What the task asks:
Repeat each entry below without omitting a single word.

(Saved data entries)
============================================================
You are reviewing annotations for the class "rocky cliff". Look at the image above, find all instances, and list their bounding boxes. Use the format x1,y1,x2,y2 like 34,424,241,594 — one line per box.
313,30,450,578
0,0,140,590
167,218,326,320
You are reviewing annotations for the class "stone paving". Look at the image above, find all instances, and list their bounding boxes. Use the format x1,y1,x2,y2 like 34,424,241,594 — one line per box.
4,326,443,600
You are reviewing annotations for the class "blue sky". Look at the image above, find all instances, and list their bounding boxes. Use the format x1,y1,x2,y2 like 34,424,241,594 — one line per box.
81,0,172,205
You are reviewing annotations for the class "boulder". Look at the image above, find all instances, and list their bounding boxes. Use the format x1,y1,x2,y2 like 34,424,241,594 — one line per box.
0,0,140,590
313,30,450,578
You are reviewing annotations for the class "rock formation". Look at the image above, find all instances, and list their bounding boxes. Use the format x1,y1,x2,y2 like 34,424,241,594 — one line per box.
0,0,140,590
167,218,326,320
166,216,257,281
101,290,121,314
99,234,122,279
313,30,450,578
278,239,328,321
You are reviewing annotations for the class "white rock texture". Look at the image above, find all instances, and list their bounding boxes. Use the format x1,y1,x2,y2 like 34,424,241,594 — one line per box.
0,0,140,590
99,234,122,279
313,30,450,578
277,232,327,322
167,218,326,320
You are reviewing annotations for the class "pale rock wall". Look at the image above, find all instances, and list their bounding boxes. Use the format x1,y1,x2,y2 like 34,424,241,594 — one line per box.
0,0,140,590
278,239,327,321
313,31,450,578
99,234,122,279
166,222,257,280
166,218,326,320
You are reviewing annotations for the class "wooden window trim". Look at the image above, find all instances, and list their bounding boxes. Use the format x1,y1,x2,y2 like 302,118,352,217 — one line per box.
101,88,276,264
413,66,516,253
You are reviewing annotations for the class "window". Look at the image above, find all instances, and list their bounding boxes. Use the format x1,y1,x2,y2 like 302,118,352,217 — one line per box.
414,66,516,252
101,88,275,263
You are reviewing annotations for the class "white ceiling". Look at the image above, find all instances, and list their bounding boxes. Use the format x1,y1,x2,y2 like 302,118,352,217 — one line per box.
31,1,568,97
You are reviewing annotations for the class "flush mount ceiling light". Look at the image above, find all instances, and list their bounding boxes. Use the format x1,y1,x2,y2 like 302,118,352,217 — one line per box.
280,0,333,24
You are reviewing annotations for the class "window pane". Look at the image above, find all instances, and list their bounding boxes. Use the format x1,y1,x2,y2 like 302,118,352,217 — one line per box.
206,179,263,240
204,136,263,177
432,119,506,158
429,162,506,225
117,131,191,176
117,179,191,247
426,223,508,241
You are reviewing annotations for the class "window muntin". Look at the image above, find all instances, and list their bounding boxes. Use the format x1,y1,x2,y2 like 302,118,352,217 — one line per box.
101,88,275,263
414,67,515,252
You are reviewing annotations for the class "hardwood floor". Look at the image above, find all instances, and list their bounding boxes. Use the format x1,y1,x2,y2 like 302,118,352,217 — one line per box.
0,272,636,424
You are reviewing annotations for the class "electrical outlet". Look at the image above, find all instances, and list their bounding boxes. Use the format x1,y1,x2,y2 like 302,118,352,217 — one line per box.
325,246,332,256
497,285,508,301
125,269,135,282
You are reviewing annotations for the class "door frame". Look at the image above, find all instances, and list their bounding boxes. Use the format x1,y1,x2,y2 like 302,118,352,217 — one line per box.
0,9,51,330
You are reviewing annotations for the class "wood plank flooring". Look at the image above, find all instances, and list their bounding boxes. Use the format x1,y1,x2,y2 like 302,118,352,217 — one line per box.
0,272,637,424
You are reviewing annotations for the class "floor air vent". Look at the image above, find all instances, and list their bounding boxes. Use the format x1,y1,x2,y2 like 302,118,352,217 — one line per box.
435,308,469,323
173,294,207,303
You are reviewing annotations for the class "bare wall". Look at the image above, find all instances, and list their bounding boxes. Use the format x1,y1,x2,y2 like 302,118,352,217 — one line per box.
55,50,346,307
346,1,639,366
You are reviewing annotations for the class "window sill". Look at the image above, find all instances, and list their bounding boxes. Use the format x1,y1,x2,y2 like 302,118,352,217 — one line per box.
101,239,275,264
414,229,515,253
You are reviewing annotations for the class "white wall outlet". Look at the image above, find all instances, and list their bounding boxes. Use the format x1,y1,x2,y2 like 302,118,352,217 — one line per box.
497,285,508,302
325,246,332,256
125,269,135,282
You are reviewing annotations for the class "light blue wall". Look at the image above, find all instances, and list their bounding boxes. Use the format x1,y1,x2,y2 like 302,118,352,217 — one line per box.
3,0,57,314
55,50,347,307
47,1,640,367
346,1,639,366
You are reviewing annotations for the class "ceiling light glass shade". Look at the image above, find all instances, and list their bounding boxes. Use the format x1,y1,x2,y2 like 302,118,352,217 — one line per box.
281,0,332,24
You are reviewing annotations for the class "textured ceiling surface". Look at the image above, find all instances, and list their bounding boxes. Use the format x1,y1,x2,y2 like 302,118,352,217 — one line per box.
============================================================
Answer to the exercise:
You are reviewing annotations for the class "rocky cliff". Look at the image above, find all instances, and list their bounding boxes. Use the format x1,y1,x2,y2 like 34,424,241,594 — one line per box.
313,30,450,578
0,0,140,590
167,218,326,320
You are reviewing annotations for the class "stone paving". Look at the image above, find all instances, and list their bounding boxes. Use the format x1,y1,x2,y2 like 34,424,241,594 — one line per box.
4,326,443,600
You are reviewing annotations for the class "blue sky". Look at the image above, find all instances, and list their bounding boxes. Use the format x1,y1,x2,y2 like 34,424,241,594 — one line per box.
81,0,172,205
You are reviewing annotations for the class "boulder". Look at the image above, find all instances, and list their bounding boxes. Use the format x1,y1,x2,y2 like 34,424,241,594 — one line per box.
0,0,140,590
313,30,450,578
You are reviewing annotations for the class "rock formation". Look at the image above, find all instances, and list their bounding boxes. Use the format x1,y1,x2,y2 like 34,424,241,594 — one line per box.
0,0,140,590
167,218,326,320
166,216,257,281
101,290,121,314
99,234,122,279
313,30,450,578
278,239,328,321
You are reviewing annotations for the class "white rock texture". Look at the image above, find all instances, and list their bounding boxes. Use the format x1,y1,x2,y2 like 34,424,241,594 — one line per box.
0,0,140,590
99,234,122,279
313,30,450,578
277,232,327,322
167,218,326,320
You are reviewing annotations for the class "pale rock wall". Look at the image above, find all instances, and list their bounding boxes. Use the format x1,y1,x2,y2 like 34,424,241,594 — one line per box.
0,0,140,590
278,239,327,321
313,31,450,578
99,234,122,279
166,222,257,280
166,218,326,320
You are reviewing annotations for the class "wooden window trim". Look at the image above, find all instances, and list their bounding boxes. Use the format x1,y1,x2,y2 like 302,118,352,217 — one line per box.
101,88,276,264
413,66,516,253
You are reviewing annotations for the class "window". Look at the image above, find all instances, and list their bounding boxes. Use the format x1,y1,x2,y2 like 302,118,352,217 — one line per box.
414,66,516,252
101,88,275,263
You are reviewing annotations for the class "white ceiling". Look at the image above, find all instances, and list their bounding boxes. Use the format x1,y1,x2,y2 like 302,118,352,217 — one line per box.
31,1,568,97
You are reviewing annotations for the class "flush mount ceiling light". Look at the image above, find all instances, and list their bounding boxes. Use the format x1,y1,x2,y2 like 302,118,352,217 — one line per box.
280,0,333,24
You are reviewing annotations for the class "window pane". Look at the image above, find all instances, and list their bounding boxes. Use the format x1,y1,x2,y2 like 302,118,352,217 — one line per box.
206,179,263,240
204,136,263,177
432,119,506,158
429,162,506,225
117,131,191,176
117,179,191,247
426,223,508,241
You are reviewing annotations for the class "window muntin". Look at the image above, find all instances, and list their bounding boxes. Use the format x1,y1,x2,y2 like 302,118,352,217 — one line per box.
101,88,275,263
414,67,515,252
You are reviewing annotations for the class "hardwood floor". Look at the image above, find all instances, and list their bounding boxes. Use the format x1,y1,x2,y2 like 302,118,352,217 — one line per box.
0,272,636,424
You are reviewing annotations for the class "electrical outlet". Look at the image above, find all instances, and list their bounding boxes. Use the format x1,y1,x2,y2 like 302,118,352,217 — one line per box.
325,246,332,256
497,285,508,301
125,269,135,282
You are reviewing annotations for the class "door frame". Look at the image above, find all instances, and list their bounding boxes. Use the format x1,y1,x2,y2 like 302,118,352,217 — one line per box.
0,9,51,330
You are reviewing annotations for the class "wood plank flooring". Look at the image above, find all instances, and list their bounding boxes. Use the format x1,y1,x2,y2 like 302,118,352,217 — one line per box.
0,272,637,424
You are reviewing annotations for the class "floor air vent". Look at the image above, find all instances, and list their bounding boxes. Use the format x1,y1,x2,y2 like 302,118,352,217 — one line per box.
435,308,469,323
173,294,207,303
You are reviewing annotations for the class "bare wall". Look at the image above, find all instances, and list their bounding boxes. Use the format x1,y1,x2,y2 like 302,118,352,217 — one line per box.
55,50,346,307
346,1,639,366
You are reviewing annotations for the class "window sill". Look at the image above, find all instances, and list their bounding boxes. Use the format x1,y1,x2,y2 like 302,118,352,217 — one line per box.
101,239,275,264
414,229,515,253
You are reviewing annotations for the class "white wall outlet". Look at the image above, find all instances, and list their bounding boxes. Use the format x1,y1,x2,y2 like 302,118,352,217 — one line per box.
497,285,508,302
325,246,332,256
125,269,135,282
You are reviewing annotations for the class "light blue wall". Look at the image above, find all instances, and list their bounding boxes. Use the format x1,y1,x2,y2 like 302,118,352,217 — one line per box.
3,0,57,314
55,50,347,307
47,1,640,367
346,1,639,366
You are reviewing annotations for the class "ceiling light glass shade". Look at the image above, find all instances, and list their bounding boxes. Use the format x1,y1,x2,y2 like 302,118,352,217 — one line per box.
281,0,332,24
You are reviewing annotations for the class "textured ceiling surface". Look at the image above, find all instances, and list their bounding boxes. Use the format x1,y1,x2,y2 like 302,118,352,217 — one line per box.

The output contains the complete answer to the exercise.